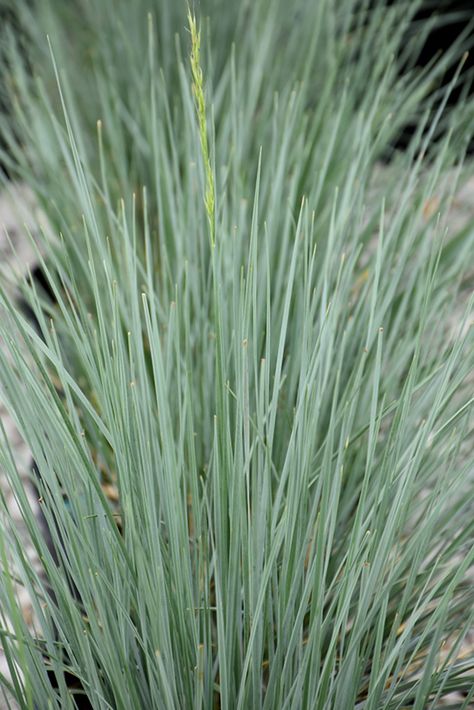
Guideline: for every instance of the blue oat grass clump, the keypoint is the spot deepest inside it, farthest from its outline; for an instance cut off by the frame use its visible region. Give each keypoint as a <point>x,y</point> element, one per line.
<point>244,377</point>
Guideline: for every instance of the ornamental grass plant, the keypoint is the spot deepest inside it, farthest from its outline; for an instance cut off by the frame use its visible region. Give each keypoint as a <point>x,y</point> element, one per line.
<point>248,394</point>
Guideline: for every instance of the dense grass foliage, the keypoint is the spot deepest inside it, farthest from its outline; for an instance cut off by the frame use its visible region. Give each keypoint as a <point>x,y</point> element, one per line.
<point>248,404</point>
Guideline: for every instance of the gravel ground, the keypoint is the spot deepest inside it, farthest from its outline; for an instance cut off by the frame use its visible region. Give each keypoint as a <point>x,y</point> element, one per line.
<point>18,216</point>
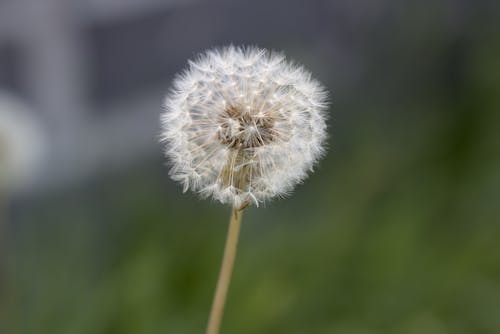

◇ ◇ ◇ ◇ ◇ ◇ ◇

> [Required work] Leaving each image aside, repeat the listing above exactly.

> [Response area]
Guideline: for every instance of the blue oat grass clump, the keypoint is the spot deepest inside it, farthest from its outline; for an instance cut off by the frame use its visible region. Give each keypoint as a <point>x,y</point> element, one per line.
<point>244,377</point>
Guideline: for every instance of the ornamental grass plant, the keypoint is the spot deepest inside it, farthest from its outline; for an instance cut off by the frame use its visible region. Give each keypoint as a <point>x,y</point> element, one per line.
<point>248,394</point>
Guideline: for every instance of the dense grass foliage, the keypoint is the spot deepest inside it, farthest from its outline; for an instance cut off by the frame use its visible region. Give each keypoint as a <point>x,y</point> element, one per line.
<point>248,404</point>
Guideline: for every instance of the gravel ground, the keypoint is the spot deepest inside it, farthest from its outline; for an instance cut off by the frame use its visible region. Give each keypoint as a <point>x,y</point> element, one per line.
<point>18,216</point>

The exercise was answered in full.